SET TASK:
Render the material below as a JSON list of strings, one string per line and no blank lines, starting with its first line and going on through the line with "25, 222, 35]]".

Excerpts from a detection dataset:
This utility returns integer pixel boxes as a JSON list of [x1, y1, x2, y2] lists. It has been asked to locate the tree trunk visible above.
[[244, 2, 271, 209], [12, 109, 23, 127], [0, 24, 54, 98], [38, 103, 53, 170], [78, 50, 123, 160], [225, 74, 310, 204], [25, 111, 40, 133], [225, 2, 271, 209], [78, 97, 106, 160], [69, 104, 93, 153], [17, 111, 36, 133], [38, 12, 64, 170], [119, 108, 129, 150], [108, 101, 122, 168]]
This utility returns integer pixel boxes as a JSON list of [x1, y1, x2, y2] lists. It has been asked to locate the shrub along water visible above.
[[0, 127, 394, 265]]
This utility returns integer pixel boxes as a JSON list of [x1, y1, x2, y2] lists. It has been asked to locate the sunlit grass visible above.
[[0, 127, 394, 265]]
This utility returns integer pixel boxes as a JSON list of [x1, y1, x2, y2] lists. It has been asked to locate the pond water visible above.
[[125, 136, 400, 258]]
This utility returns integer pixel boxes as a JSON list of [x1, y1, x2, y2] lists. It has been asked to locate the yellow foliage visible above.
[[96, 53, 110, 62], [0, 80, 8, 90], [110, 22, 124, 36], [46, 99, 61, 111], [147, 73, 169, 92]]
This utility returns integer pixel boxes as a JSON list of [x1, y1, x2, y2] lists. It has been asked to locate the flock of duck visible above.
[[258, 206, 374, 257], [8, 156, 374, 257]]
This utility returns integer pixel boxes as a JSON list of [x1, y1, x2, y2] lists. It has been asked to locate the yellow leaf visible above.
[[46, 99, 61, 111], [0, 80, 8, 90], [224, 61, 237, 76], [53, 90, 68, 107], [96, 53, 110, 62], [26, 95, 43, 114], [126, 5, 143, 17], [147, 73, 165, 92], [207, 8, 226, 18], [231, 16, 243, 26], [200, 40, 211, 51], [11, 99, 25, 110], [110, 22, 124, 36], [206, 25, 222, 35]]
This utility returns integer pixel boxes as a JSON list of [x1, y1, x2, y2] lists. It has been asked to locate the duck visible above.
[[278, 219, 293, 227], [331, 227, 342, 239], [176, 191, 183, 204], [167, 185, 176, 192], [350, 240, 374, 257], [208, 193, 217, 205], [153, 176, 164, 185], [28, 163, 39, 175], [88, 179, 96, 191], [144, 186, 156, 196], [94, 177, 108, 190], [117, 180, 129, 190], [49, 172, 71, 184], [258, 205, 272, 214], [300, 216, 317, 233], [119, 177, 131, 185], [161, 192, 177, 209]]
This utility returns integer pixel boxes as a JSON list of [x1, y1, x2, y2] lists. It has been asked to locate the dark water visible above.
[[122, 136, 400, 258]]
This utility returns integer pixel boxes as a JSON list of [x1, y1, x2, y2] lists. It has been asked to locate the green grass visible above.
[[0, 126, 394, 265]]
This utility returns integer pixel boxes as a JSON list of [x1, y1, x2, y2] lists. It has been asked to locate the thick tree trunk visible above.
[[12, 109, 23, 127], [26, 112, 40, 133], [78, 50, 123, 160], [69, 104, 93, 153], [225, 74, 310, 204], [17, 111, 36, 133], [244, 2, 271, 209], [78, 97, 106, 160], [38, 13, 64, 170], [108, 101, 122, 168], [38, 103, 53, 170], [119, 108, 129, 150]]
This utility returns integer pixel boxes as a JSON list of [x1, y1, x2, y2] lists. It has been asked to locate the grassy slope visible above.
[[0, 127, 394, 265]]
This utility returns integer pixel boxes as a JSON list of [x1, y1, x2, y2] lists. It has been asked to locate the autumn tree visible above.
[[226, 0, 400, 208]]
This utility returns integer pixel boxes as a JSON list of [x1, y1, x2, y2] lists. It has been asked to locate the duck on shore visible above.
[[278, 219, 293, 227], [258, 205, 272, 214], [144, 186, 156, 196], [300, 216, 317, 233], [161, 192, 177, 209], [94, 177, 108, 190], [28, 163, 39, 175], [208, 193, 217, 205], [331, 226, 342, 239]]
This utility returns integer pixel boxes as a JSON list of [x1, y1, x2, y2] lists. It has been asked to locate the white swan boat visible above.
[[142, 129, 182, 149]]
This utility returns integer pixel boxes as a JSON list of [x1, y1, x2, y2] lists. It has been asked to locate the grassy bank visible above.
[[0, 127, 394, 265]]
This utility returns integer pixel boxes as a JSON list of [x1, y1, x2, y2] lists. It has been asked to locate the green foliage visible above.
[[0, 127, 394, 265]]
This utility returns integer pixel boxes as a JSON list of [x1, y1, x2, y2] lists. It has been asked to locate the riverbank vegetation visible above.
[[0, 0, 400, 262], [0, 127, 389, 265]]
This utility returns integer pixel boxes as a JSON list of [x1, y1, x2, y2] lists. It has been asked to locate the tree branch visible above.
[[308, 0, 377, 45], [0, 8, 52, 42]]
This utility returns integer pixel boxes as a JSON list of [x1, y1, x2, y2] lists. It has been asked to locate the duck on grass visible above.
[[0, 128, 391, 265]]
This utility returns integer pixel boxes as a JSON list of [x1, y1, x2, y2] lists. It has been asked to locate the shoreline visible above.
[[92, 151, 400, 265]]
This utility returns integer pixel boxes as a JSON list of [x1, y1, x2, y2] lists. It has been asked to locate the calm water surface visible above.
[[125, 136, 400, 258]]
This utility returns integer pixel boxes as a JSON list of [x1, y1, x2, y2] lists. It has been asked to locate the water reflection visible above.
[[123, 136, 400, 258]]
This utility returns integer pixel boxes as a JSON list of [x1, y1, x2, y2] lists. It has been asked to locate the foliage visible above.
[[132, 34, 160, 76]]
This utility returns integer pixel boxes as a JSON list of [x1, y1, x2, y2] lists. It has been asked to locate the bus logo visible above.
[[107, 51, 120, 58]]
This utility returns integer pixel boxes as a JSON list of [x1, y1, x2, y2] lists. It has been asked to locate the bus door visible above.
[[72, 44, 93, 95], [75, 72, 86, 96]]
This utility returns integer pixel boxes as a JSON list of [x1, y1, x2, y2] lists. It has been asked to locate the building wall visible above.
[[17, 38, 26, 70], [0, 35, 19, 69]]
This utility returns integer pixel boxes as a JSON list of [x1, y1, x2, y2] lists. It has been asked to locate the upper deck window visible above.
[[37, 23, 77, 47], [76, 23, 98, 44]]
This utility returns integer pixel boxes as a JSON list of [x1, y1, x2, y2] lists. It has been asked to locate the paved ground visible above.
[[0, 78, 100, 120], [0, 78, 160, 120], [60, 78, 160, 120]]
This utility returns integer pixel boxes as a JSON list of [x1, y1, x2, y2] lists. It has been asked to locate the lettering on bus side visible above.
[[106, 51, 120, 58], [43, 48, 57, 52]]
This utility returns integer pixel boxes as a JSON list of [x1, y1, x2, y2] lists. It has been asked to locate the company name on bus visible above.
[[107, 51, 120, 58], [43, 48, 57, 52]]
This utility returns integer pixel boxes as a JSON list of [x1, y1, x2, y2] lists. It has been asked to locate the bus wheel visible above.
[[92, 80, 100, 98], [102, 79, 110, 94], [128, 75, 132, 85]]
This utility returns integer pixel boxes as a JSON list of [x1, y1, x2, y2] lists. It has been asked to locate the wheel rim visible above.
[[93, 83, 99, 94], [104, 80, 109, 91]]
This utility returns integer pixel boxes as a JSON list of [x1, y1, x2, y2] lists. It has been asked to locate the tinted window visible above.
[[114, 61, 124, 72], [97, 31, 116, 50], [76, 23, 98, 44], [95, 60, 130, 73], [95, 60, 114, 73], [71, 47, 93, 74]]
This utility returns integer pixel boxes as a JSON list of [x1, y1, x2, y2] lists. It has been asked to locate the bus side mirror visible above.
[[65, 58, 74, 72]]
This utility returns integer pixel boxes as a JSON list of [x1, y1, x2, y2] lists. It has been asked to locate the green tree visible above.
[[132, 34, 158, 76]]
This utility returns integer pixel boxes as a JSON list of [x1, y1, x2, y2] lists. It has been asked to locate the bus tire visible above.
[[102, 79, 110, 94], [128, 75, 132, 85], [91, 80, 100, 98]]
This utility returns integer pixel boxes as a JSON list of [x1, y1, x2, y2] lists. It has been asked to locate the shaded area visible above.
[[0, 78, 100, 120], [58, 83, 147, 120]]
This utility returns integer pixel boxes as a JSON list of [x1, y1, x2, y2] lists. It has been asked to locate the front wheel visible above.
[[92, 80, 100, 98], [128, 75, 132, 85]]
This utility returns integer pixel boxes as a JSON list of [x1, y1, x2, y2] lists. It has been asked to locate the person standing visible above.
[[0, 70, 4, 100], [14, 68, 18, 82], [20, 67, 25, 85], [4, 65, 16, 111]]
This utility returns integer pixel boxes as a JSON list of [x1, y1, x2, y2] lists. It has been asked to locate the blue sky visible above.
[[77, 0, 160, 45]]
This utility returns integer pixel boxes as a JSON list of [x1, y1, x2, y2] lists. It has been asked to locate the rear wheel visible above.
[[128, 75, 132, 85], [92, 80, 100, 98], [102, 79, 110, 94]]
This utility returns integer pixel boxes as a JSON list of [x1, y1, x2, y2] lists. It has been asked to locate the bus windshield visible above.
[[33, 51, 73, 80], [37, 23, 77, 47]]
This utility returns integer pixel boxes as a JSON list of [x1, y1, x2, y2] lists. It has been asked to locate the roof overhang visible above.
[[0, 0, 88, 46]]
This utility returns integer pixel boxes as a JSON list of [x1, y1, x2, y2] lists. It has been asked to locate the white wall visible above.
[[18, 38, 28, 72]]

EXPECTED OUTPUT:
[
  "This utility returns integer pixel boxes as a JSON list of [x1, y1, x2, y2] lists. It has been asked to locate the tree trunk visible above.",
  "[[244, 2, 271, 209], [12, 109, 23, 127], [0, 24, 54, 98], [38, 103, 53, 170], [78, 50, 123, 160], [225, 74, 310, 204], [25, 111, 40, 133], [225, 2, 271, 209], [78, 97, 106, 160], [69, 104, 93, 153], [17, 111, 36, 133], [38, 12, 64, 170], [119, 108, 129, 150], [108, 101, 122, 168]]",
  "This utility returns integer pixel boxes as a JSON list of [x1, y1, x2, y2] lists. It has been asked to locate the shrub along water visible above.",
  "[[0, 127, 394, 265]]",
  "This utility returns integer pixel boxes as a JSON list of [x1, y1, x2, y2] lists. It has been asked to locate the sunlit grass visible above.",
  "[[0, 127, 394, 265]]",
  "This utility returns integer pixel boxes as a JSON list of [x1, y1, x2, y2] lists. It has been asked to locate the pond water visible above.",
  "[[125, 136, 400, 258]]",
  "This utility returns integer pixel boxes as a JSON list of [x1, y1, x2, y2] lists. It has been asked to locate the yellow foliage visible above.",
  "[[96, 53, 110, 62], [0, 80, 8, 90], [110, 22, 124, 36], [46, 99, 61, 111], [147, 73, 169, 92]]",
  "This utility returns integer pixel boxes as a JSON list of [x1, y1, x2, y2] lists. It has been asked to locate the flock of duck visible above.",
  "[[258, 206, 374, 257], [8, 156, 374, 257]]",
  "This utility returns integer pixel boxes as a JSON list of [x1, y1, x2, y2] lists. It has been asked to locate the yellow leaf visible above.",
  "[[46, 99, 61, 111], [0, 80, 8, 90], [224, 61, 237, 76], [53, 90, 68, 107], [96, 53, 110, 62], [26, 95, 43, 114], [126, 5, 143, 17], [147, 73, 165, 92], [207, 8, 226, 18], [231, 16, 243, 26], [200, 40, 211, 51], [11, 99, 25, 110], [110, 22, 124, 36], [206, 25, 222, 35]]"
]